#### ANGEZEIGTER TEXT
※ ※ ※

Bell bekennt sich zum „historischen, orthodoxen, christlichen Glauben“, wie er sonst schon mehrfach behauptete, will also theologisch kein liberaler Modernist sein. Er rechnet sich der evangelikalen Tradition zu. Neu ist außerdem aber die scharfe Kritik, mit der er die traditionelle Lehre über Himmel und Hölle überzieht. Im Vorwort über die Hauptbotschaft des Buches (übersetzt aus der US-Ausgabe vom Autor, HL):

„Dies Liebe drängt uns einige der dominierenden Jesus-Geschichten, die uns heute erzählt werden, zu hinterfragen. Einer unglaublich großen Zahl von Menschen wurde gelehrt, dass eine ausgewählte kleine Zahl von Christen die Ewigkeit an einem friedlichen, freudevollen Ort verbringen werde, der Himmel genannt wird, und der Rest der Menschheit verbringt die Ewigkeit in Qual und Strafe in der Hölle – ohne Aussicht auf Änderung. Es wurde vielen eindeutig zu verstehen gegeben, dass dies eine zentrale Wahrheit des christlichen Glaubens sei; wer dies ablehne, lehne Jesus ab. Doch dies ist irrig und vergiftend [!] und unterhöhlt letztlich die Ausbreitung von Jesu ansteckender Botschaft von Liebe, Frieden, Vergebung und Freude, die unsere Welt so verzweifelt hören muss.“

Im ersten Kapitel erzählt Bell von einer Ausstellung in seiner Kirche zum Thema Frieden Schaffen. Ein Zitat von Mahatma Gandhi wurde von einem Besucher auf einer Klebenotiz so kommentiert: „Realitätstest: Er ist in der Hölle“. Bell fragt nun: „Wirklich? Gandhi in der Hölle? Ist er das? Haben wir dafür eine Bestätigung? Weiß dies jemand? Ohne Zweifel?“ Und wieder: werden nur einige wenige gerettet und…

„jeder andere leidet für immer unter Qual und Strafe? Ist das für Gott akzeptabel? Hat Gott Millionen Menschen über zigtausende Jahre hinweg dazu geschaffen, die Ewigkeit in Verderbnis zu verbringen? Kann Gott dies tun oder es zulassen und immer noch behaupten, ein liebender Gott zu sein? Straft Gott Menschen für tausende Jahre mit unendlicher, nicht endender Qual für Dinge, die sie in ihren wenigen begrenzten Jahren des Lebens taten?“

In diesem Stil geht es im ganzen Buch weiter: eine Reihe manipulativer Fragen, aber wenig fundierte Auseinandersetzung in der Sache. Es scheint geradezu selbstverständlich, dass Gandhi den Himmel verdient hat – ein Gedanke, der einem übrigens schnell abhanden kommt, würde man sich einmal etwas näher mit dessen Leben beschäftigen und z.B. Joseph Lelyvelds neue Gandhi-Biografie studieren (Great Soul: Mahatma Gandhi And His Struggle With India).

※ ※ ※

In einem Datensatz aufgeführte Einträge
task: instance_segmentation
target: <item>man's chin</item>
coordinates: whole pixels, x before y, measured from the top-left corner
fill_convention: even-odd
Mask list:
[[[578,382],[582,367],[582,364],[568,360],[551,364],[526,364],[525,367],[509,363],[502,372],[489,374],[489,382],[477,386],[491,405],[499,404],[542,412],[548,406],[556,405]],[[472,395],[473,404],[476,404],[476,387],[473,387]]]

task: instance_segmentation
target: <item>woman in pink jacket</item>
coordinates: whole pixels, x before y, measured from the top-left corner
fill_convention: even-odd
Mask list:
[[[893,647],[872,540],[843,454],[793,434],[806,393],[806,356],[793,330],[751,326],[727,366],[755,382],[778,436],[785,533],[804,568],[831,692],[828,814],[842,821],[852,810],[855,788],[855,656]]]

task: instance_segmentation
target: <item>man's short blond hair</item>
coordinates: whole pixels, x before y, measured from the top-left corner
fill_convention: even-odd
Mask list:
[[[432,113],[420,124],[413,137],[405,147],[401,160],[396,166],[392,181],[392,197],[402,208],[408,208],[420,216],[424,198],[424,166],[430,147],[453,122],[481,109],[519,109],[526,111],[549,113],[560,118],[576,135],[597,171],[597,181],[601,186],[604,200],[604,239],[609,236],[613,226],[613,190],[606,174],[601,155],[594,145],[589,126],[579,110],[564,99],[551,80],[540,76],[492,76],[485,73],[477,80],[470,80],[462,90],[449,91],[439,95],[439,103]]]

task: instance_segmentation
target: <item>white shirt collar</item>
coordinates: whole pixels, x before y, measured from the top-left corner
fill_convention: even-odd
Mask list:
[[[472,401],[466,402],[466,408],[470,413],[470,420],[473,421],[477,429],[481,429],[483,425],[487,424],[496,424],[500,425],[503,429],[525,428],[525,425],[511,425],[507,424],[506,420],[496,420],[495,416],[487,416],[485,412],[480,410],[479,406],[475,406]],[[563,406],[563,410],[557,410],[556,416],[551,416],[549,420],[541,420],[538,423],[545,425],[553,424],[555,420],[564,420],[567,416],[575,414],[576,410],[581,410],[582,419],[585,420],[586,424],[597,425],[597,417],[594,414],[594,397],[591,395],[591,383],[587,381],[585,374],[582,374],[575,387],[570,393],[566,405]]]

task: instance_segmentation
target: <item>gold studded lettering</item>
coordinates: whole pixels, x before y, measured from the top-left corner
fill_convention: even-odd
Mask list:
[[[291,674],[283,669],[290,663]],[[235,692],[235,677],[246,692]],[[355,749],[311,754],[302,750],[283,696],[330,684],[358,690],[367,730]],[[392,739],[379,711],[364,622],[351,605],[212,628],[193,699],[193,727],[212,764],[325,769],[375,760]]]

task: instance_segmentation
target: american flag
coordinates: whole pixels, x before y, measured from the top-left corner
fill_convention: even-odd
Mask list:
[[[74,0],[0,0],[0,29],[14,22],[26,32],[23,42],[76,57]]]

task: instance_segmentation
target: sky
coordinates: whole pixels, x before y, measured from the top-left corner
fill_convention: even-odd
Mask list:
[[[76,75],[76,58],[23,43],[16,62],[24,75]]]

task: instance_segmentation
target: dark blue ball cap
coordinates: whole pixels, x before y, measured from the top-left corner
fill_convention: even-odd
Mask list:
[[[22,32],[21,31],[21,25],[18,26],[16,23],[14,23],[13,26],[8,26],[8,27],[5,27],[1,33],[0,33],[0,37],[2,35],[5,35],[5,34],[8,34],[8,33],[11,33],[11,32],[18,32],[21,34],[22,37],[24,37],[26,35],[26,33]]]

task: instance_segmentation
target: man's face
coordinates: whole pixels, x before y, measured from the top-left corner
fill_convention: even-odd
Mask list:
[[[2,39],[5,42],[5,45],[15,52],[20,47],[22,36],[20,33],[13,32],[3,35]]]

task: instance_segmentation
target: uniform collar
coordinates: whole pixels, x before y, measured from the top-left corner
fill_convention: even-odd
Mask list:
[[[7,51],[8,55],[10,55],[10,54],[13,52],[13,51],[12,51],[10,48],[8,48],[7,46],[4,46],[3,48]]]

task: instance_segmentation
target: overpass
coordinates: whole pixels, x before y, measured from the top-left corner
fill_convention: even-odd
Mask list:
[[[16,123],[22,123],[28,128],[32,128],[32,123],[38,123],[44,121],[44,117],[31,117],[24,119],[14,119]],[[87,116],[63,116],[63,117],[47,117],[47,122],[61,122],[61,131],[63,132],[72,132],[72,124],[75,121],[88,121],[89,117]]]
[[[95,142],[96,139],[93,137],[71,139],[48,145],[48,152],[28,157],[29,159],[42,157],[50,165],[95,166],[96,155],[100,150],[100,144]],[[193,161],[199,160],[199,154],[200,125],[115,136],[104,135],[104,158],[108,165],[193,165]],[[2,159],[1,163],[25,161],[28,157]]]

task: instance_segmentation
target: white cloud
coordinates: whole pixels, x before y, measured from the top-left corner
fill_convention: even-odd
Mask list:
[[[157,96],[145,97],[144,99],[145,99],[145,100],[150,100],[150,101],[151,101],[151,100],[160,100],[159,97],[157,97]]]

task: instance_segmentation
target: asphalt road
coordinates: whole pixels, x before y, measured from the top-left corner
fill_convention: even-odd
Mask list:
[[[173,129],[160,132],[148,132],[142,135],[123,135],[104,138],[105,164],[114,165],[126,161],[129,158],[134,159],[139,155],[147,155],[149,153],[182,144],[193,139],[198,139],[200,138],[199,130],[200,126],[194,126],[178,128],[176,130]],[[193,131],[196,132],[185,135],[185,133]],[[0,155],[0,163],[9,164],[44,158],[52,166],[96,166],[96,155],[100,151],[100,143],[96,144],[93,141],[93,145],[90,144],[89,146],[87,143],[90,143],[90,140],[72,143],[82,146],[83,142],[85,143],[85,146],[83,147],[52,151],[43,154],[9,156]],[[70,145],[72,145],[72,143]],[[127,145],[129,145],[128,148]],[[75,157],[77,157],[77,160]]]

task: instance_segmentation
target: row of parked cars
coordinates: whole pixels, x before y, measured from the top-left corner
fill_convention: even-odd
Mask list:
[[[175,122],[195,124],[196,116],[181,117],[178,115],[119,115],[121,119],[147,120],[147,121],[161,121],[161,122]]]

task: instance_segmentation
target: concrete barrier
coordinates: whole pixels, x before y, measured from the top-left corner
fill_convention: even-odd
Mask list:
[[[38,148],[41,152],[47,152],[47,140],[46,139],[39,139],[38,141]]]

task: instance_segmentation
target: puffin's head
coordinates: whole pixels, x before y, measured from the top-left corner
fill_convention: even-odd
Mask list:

※ ※ ※

#### KURZE AUFGABE 1
Schreiben Sie aus dem Text zu Himmel und Hölle einen Abschnitt wortgetreu ab. Setzen Sie bei den Worten mit „In diesem Stil“ ein und enden Sie nach „Struggle With India).“.
#### KURZE AUFGABE 2
Ermitteln Sie, wie viele Zeilen der Einträge die Zeichenfolge „item“ enthalten, und geben Sie nur die Zahl an.
Text und Einträge haben unterschiedliche Quellen.

#### VOLLSTÄNDIGE AUSGABE 1
In diesem Stil geht es im ganzen Buch weiter: eine Reihe manipulativer Fragen, aber wenig fundierte Auseinandersetzung in der Sache. Es scheint geradezu selbstverständlich, dass Gandhi den Himmel verdient hat – ein Gedanke, der einem übrigens schnell abhanden kommt, würde man sich einmal etwas näher mit dessen Leben beschäftigen und z.B. Joseph Lelyvelds neue Gandhi-Biografie studieren (Great Soul: Mahatma Gandhi And His Struggle With India).

#### VOLLSTÄNDIGE AUSGABE 2
5